**Prompt**
After reading the data, copy it out in full and exactly.

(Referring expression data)
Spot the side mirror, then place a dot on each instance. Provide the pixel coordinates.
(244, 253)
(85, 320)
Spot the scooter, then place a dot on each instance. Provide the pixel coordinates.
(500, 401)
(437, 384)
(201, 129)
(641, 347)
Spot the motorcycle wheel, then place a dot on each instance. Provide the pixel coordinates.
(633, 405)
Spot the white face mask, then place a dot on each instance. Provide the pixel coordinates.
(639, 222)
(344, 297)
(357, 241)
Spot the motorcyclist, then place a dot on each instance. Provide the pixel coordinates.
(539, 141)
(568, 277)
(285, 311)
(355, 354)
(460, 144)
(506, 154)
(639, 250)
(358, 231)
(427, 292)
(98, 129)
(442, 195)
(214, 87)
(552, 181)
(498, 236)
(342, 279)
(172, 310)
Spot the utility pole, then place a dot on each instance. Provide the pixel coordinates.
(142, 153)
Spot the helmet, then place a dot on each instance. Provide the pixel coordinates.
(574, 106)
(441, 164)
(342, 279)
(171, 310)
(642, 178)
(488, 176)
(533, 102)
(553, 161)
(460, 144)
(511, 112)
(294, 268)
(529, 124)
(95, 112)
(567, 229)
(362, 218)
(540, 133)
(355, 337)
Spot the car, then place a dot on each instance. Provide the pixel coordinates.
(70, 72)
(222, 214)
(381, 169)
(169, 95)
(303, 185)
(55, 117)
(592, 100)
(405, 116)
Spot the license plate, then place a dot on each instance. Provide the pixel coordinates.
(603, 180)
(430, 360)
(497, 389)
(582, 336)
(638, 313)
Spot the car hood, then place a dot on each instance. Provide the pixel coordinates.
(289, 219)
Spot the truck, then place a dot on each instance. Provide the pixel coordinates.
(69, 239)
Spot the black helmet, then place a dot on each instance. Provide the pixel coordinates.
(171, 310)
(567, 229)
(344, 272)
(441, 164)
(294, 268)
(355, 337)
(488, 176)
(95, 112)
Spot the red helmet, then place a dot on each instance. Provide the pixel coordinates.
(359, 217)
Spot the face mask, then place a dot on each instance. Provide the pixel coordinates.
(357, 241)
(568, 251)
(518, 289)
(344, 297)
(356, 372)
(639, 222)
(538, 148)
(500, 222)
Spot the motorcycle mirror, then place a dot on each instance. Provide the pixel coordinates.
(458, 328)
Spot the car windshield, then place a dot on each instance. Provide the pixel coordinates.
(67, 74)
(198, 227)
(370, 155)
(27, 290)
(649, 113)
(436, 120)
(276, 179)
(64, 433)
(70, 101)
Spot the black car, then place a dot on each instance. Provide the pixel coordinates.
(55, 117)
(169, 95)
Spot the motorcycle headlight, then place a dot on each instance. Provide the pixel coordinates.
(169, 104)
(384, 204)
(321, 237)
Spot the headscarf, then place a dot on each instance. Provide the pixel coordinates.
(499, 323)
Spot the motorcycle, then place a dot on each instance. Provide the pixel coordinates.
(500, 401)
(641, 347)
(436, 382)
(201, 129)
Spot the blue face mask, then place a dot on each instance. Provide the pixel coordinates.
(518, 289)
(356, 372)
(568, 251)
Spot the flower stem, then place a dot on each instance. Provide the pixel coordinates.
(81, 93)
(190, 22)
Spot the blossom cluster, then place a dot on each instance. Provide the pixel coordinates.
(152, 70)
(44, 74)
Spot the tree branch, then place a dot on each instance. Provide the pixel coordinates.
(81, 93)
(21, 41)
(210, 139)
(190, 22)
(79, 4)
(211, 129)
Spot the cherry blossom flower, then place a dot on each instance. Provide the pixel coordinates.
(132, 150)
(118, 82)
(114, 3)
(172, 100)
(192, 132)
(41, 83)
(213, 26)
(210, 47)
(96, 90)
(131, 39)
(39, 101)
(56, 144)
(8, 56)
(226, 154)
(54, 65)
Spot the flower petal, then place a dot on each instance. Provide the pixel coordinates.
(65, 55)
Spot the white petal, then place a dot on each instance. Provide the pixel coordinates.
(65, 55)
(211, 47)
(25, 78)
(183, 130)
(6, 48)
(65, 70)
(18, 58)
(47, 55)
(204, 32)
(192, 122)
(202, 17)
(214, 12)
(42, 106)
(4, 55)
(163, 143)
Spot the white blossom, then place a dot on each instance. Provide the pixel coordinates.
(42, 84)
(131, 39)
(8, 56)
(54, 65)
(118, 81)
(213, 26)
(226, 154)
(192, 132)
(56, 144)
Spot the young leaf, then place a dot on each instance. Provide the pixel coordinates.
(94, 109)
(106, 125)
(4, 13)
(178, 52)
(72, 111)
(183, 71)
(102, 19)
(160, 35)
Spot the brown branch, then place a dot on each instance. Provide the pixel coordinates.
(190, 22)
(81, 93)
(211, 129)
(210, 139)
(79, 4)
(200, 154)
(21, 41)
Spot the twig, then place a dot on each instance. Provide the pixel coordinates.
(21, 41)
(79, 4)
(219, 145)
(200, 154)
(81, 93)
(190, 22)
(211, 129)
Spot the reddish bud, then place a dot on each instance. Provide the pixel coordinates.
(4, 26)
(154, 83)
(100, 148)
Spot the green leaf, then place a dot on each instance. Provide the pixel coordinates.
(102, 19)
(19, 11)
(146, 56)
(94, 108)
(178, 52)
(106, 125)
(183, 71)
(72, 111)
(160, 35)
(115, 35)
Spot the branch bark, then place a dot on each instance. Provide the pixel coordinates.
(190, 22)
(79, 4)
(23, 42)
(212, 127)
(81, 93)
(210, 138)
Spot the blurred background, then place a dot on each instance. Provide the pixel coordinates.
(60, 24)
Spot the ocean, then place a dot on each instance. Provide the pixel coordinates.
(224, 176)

**Exercise response**
Spot the side mirror, then place a dot on each instance. Provide the pixel coordinates.
(244, 253)
(85, 320)
Spot the scooter, then place a dot on each instance. Provide the pixel coordinates.
(500, 401)
(437, 384)
(201, 129)
(641, 347)
Spot the motorcycle wheel, then place a dot on each instance. Provide the pixel coordinates.
(633, 405)
Spot the white face mask, then place a dot on each instance. Provide the pixel coordinates.
(639, 222)
(344, 297)
(357, 241)
Spot the motorcyclist, then place a dot on each instance. Provide the pixel coordinates.
(539, 141)
(568, 277)
(285, 311)
(355, 354)
(460, 144)
(506, 154)
(639, 250)
(358, 231)
(427, 292)
(98, 129)
(442, 195)
(214, 87)
(552, 181)
(498, 236)
(342, 279)
(172, 310)
Spot the utility pole, then place a dot on each instance. Provide the pixel coordinates.
(142, 153)
Spot the helmet, then place a dot on each instance. Provide the pixel coordinates.
(574, 106)
(441, 164)
(342, 279)
(171, 310)
(642, 178)
(488, 176)
(533, 102)
(553, 161)
(460, 144)
(511, 112)
(294, 268)
(529, 124)
(95, 112)
(567, 229)
(362, 218)
(540, 133)
(355, 337)
Spot the car, then place a dot on each instance. Provide the pixel coordinates.
(70, 72)
(222, 214)
(381, 169)
(169, 95)
(303, 185)
(55, 117)
(592, 100)
(405, 116)
Spot the license plate, then place a dot on each instance. Provide the pixel coordinates.
(603, 180)
(430, 360)
(497, 389)
(582, 336)
(638, 313)
Spot the car hood, then place a dot on each instance. Provide the pixel coordinates.
(289, 219)
Spot the truck, then place a dot on each instance. Provide the pixel coordinates.
(69, 239)
Spot the black helmet, then place a dot on each instance. Provide the pixel coordinates.
(171, 310)
(567, 229)
(344, 272)
(441, 164)
(294, 268)
(355, 337)
(488, 176)
(95, 112)
Spot the red helmet, then place a dot on each instance. Provide the pixel coordinates.
(359, 217)
Spot the face mask, then place a dot on each instance. Provide the pixel coordinates.
(357, 241)
(568, 251)
(518, 289)
(344, 297)
(356, 372)
(639, 222)
(538, 148)
(500, 222)
Spot the motorcycle mirror, then place a dot on each instance. Provide the pixel coordinates.
(458, 328)
Spot the car windshield, then place a dot on each instance. Provide the pixel coordinates.
(67, 74)
(198, 227)
(370, 155)
(27, 290)
(649, 113)
(436, 120)
(276, 179)
(64, 433)
(70, 101)
Spot the black car, then place a dot on each instance. Provide the pixel coordinates.
(55, 117)
(169, 95)
Spot the motorcycle headlight, then place a dot on each instance. Provide the pixel coordinates.
(169, 104)
(384, 204)
(321, 237)
Spot the headscarf, then place a dot on each instance. Provide the pixel coordinates.
(499, 323)
Spot the motorcycle, then place a dot on each instance. Provide the pixel coordinates.
(500, 401)
(641, 347)
(436, 382)
(201, 129)
Spot the blue face mask, then place a dot on each instance. Provide the pixel coordinates.
(518, 289)
(356, 372)
(568, 251)
Spot the flower stem, then place a dot on each instance. Provide the pixel coordinates.
(81, 93)
(190, 22)
Spot the blossom cluster, then place a dot on each instance. Provide the pixel coordinates.
(152, 70)
(44, 74)
Spot the tree branch, then place a dot on each instance. Provide the pixel coordinates.
(81, 93)
(21, 41)
(210, 139)
(190, 22)
(79, 4)
(211, 129)
Spot the cherry blossom flower, then place a dot on each instance. Provide the pixel coordinates.
(132, 150)
(118, 82)
(114, 3)
(172, 100)
(192, 132)
(41, 83)
(213, 26)
(210, 47)
(96, 90)
(131, 39)
(39, 101)
(56, 144)
(8, 56)
(226, 154)
(54, 65)
Spot the flower petal, then place a dot on each instance. Provide the pixel coordinates.
(65, 55)
Spot the white petal, then place a dot on each instance. Provide the pixel coordinates.
(65, 55)
(211, 47)
(25, 78)
(183, 130)
(6, 48)
(65, 70)
(18, 58)
(47, 55)
(204, 32)
(192, 122)
(202, 17)
(214, 12)
(42, 106)
(4, 55)
(163, 143)
Spot the white blossom, then place a dot on each instance. Provide the pixel coordinates.
(42, 84)
(131, 39)
(8, 56)
(54, 65)
(118, 81)
(213, 26)
(226, 154)
(192, 132)
(56, 144)
Spot the young leaf, then place a dot on each instance. Provide the pixel coordinates.
(94, 109)
(106, 125)
(4, 13)
(178, 52)
(72, 111)
(183, 71)
(102, 19)
(160, 35)
Spot the brown branch, then place a dot on each instance. Provide the pixel coordinates.
(190, 22)
(81, 93)
(211, 129)
(210, 139)
(79, 4)
(200, 154)
(21, 41)
Spot the twig, then place a dot on each instance. Provide the pixel coordinates.
(21, 41)
(79, 4)
(219, 145)
(200, 154)
(81, 93)
(190, 22)
(211, 129)
Spot the reddish bud, then place a dot on each instance. Provide the pixel coordinates.
(4, 26)
(154, 83)
(100, 148)
Spot the green leaf, then place a dot on each instance. Provide the pixel coordinates.
(102, 19)
(19, 11)
(146, 56)
(94, 108)
(178, 52)
(106, 125)
(183, 71)
(72, 111)
(160, 35)
(115, 35)
Spot the branch bark, then place a dot on each instance. Provide the pixel coordinates.
(190, 22)
(79, 4)
(23, 42)
(212, 127)
(81, 93)
(210, 138)
Spot the blurred background, then place a dot on each instance. Provide the pixel coordinates.
(60, 24)
Spot the ocean, then place a dot on each instance. Provide the pixel coordinates.
(224, 176)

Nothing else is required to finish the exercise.